** start **

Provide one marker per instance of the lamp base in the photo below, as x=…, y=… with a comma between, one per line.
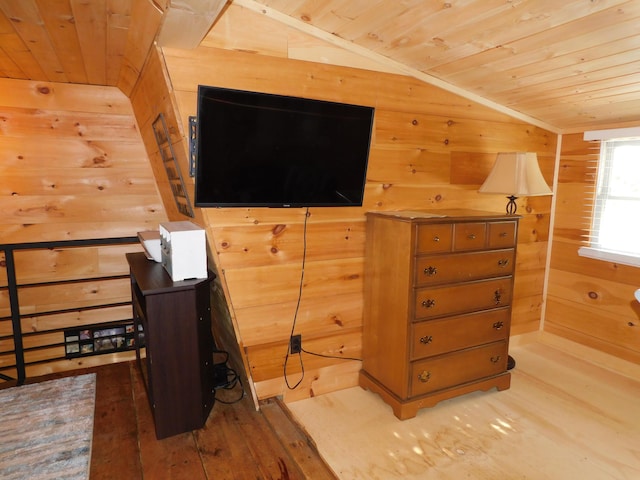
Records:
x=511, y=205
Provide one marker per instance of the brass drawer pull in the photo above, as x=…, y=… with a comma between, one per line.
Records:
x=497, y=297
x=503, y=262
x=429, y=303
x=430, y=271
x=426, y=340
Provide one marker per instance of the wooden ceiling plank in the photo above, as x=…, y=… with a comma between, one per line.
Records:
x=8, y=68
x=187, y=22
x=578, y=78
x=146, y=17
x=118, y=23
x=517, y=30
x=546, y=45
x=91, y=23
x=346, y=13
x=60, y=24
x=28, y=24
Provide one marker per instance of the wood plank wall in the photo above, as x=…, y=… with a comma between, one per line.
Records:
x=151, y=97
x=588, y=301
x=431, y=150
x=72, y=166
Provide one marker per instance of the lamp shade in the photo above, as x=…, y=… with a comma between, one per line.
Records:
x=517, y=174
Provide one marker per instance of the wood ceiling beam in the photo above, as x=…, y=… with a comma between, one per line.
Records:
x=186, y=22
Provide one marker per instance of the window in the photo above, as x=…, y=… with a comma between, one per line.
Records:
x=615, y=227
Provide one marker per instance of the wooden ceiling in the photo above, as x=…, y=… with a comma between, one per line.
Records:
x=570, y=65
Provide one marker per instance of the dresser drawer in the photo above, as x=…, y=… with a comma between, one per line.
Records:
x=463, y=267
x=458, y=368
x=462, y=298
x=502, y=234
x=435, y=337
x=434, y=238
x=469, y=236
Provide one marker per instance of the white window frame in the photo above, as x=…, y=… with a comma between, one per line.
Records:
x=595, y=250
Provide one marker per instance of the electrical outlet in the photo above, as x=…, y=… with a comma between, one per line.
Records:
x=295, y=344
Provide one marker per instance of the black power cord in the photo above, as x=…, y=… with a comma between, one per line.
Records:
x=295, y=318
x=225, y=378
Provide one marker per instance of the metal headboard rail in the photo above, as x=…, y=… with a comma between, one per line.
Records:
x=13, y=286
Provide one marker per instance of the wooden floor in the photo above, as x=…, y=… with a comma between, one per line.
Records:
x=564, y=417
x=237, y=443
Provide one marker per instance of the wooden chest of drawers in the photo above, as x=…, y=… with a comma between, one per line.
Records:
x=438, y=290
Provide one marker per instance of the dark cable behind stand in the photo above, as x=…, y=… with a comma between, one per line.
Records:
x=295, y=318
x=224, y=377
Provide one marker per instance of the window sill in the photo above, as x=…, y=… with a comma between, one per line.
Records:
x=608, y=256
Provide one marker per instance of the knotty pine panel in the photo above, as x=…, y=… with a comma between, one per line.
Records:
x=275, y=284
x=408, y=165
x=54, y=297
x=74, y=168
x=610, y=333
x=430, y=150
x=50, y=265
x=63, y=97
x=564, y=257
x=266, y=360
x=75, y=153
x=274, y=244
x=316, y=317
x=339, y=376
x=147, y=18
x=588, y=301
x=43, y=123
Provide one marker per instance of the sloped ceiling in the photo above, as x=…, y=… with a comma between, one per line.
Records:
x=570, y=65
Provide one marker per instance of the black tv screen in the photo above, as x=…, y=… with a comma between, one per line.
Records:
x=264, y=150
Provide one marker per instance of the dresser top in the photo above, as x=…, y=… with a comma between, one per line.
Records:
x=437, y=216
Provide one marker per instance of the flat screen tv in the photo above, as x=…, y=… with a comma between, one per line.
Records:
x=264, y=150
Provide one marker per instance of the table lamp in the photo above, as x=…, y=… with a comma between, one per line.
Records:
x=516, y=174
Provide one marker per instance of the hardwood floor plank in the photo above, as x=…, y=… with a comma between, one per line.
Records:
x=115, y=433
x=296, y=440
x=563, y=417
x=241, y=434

** end **
** start **

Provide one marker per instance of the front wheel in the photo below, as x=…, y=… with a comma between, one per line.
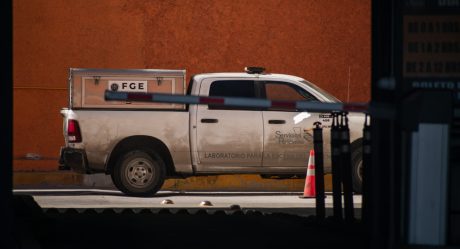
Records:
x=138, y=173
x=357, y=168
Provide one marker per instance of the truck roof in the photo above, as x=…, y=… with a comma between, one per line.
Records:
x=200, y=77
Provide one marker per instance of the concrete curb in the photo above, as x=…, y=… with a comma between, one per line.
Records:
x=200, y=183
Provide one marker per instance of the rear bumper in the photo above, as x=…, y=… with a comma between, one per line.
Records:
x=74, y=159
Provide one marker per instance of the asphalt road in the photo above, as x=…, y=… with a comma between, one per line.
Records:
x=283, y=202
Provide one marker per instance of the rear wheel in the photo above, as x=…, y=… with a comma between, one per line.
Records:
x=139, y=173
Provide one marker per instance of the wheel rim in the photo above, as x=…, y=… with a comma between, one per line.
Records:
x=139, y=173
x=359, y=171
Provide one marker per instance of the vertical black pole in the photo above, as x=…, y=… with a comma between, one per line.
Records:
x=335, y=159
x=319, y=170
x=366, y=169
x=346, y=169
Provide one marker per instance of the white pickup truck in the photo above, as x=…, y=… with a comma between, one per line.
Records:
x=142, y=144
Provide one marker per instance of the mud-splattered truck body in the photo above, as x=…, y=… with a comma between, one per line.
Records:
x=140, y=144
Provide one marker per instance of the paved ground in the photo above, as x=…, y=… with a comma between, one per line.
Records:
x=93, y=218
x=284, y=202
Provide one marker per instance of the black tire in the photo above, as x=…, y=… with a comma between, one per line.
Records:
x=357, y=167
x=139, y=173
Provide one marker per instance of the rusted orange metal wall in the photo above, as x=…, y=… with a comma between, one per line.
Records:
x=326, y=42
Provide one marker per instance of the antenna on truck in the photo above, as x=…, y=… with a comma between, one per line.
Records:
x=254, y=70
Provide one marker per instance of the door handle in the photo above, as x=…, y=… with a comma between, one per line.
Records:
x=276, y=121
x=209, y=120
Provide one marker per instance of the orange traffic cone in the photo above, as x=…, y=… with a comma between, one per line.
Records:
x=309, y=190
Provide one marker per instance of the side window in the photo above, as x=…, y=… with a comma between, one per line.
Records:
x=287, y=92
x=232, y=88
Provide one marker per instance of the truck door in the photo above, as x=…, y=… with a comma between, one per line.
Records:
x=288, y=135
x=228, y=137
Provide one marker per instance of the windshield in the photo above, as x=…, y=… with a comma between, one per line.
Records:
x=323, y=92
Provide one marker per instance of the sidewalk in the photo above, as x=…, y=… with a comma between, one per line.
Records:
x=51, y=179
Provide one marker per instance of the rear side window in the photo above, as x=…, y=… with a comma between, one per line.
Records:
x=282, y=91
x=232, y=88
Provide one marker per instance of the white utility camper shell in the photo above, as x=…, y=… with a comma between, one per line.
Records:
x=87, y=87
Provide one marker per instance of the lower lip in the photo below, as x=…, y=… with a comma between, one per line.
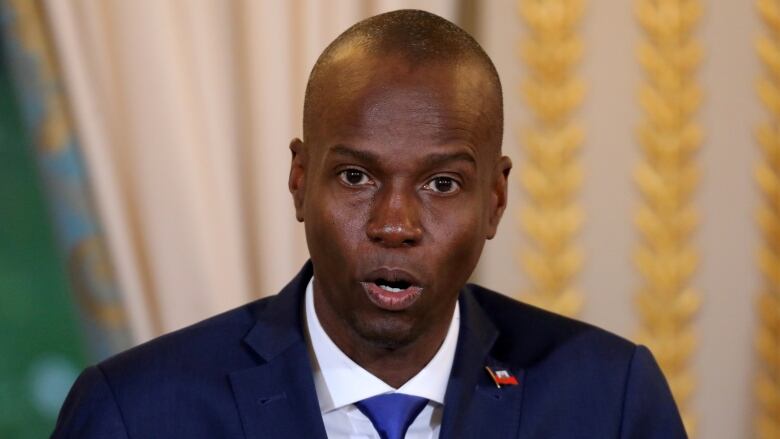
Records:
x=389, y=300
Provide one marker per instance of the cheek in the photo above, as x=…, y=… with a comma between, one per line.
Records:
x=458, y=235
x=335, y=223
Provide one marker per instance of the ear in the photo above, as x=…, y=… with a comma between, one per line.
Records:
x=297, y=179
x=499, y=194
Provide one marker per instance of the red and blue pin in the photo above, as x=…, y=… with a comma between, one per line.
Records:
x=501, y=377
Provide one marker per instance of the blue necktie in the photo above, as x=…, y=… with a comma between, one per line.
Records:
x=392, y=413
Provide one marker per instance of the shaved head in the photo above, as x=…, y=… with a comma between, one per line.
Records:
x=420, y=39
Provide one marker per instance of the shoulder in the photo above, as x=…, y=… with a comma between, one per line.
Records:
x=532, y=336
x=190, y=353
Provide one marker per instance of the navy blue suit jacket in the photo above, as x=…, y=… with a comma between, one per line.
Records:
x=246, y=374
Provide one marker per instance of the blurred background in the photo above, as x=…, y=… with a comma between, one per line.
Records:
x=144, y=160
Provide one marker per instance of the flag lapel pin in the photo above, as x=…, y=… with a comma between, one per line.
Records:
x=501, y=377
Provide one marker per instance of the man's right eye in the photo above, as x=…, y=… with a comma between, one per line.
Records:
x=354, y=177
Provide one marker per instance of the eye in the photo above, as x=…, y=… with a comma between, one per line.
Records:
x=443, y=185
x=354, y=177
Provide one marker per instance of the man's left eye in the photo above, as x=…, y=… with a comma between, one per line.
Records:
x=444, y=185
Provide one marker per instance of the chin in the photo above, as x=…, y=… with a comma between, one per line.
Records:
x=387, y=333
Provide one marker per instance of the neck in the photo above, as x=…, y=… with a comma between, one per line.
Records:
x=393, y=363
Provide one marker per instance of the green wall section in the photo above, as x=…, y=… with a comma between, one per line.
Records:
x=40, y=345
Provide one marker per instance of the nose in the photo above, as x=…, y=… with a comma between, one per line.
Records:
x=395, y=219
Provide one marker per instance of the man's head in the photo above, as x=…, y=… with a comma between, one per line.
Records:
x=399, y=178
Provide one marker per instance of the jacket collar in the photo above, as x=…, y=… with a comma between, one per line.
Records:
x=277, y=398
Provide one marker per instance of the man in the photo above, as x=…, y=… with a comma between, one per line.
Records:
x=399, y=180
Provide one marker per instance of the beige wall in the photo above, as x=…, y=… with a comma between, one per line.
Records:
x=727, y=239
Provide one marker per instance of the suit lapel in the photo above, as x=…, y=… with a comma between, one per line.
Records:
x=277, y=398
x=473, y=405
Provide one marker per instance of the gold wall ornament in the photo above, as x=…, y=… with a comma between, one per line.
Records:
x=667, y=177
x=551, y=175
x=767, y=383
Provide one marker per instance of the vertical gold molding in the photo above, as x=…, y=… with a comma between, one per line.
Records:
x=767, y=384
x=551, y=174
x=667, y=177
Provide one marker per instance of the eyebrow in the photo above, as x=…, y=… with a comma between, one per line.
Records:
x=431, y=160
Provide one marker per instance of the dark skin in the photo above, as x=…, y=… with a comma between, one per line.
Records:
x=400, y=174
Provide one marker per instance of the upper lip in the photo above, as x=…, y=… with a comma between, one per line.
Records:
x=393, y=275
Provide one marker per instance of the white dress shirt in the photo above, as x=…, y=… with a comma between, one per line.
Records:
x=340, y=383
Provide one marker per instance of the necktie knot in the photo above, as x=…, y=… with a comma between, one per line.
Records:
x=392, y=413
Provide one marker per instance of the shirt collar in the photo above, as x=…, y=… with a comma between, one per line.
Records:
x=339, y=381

** end **
** start **

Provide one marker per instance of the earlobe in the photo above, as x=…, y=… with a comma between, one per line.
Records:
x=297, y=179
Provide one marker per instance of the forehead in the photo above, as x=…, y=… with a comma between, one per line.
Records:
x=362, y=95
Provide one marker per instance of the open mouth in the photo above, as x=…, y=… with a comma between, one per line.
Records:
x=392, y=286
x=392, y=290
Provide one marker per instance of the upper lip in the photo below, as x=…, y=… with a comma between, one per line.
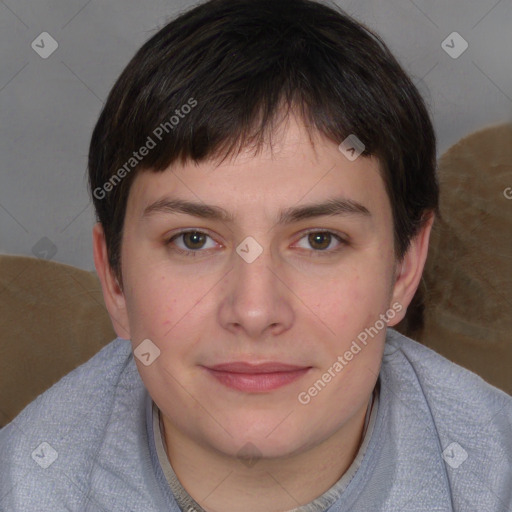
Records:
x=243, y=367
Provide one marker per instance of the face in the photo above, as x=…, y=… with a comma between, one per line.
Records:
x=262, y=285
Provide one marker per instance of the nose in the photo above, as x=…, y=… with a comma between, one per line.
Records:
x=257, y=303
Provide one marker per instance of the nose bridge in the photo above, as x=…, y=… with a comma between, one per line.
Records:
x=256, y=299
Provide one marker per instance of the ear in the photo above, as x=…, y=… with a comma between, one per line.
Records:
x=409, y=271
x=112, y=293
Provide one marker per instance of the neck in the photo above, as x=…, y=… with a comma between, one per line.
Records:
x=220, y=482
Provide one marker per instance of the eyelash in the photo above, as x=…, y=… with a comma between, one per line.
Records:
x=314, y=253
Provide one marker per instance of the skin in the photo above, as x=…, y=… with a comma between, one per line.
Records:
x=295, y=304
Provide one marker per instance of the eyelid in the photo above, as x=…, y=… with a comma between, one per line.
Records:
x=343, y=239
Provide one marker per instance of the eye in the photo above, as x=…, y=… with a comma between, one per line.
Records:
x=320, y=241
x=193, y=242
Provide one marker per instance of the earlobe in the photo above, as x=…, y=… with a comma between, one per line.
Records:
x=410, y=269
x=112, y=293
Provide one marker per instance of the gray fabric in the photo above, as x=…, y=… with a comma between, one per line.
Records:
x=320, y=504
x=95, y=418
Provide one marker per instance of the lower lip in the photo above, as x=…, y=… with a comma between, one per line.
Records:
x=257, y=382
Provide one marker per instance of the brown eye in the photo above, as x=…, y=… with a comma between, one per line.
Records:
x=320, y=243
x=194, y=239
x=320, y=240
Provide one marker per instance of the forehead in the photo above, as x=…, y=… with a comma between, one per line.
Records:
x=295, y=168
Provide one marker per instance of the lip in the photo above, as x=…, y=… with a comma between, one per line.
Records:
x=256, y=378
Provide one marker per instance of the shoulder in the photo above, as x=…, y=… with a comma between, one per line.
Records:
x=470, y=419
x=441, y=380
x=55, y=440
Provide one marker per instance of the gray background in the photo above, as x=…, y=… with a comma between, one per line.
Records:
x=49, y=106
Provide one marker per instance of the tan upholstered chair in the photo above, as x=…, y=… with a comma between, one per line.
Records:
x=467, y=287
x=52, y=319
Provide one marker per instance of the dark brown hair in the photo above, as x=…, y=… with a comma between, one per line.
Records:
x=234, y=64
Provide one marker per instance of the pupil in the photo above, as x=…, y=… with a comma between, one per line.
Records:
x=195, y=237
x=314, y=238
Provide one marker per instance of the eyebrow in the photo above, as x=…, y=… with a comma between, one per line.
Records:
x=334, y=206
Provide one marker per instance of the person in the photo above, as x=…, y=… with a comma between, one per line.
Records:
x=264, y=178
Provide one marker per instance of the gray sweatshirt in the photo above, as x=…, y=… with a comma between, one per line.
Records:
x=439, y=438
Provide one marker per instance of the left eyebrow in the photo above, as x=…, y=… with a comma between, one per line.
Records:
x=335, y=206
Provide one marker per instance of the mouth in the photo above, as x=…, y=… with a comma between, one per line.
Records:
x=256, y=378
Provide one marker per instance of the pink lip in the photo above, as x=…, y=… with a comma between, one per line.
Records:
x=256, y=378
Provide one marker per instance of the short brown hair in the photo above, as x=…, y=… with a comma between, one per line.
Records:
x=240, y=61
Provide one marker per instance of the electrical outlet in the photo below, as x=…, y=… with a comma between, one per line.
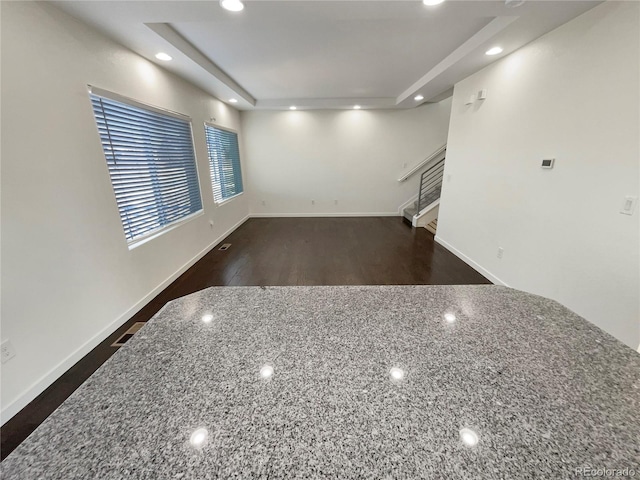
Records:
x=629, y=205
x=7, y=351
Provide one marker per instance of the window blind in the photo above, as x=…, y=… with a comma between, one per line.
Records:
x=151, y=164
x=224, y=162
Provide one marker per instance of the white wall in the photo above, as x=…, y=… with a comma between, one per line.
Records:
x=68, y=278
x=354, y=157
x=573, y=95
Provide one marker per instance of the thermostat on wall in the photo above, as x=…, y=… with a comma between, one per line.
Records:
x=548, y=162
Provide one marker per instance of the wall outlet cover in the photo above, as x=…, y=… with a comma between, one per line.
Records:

** end **

#### [TASK OBJECTIVE]
Reproduce word for word the lines of the records above, from the line with "Provide one marker per instance of the door" up to and including the line with "x=228, y=137".

#### [TASK RESPONSE]
Provide one marker per instance of the door handle in the photo above, as x=…, y=… with a comma between, one per line.
Records:
x=276, y=121
x=209, y=120
Provide one marker per instance of the orange traffic cone in the photo above, as x=…, y=… with a comma between, one per line.
Records:
x=309, y=190
Provide one marker per instance of the side window in the photo above, as x=…, y=… with a comma between, one per line.
Records:
x=287, y=92
x=232, y=88
Provide one marker per instance of the truck door in the photo above, as x=…, y=… with a comma between, one per line.
Records:
x=288, y=135
x=228, y=137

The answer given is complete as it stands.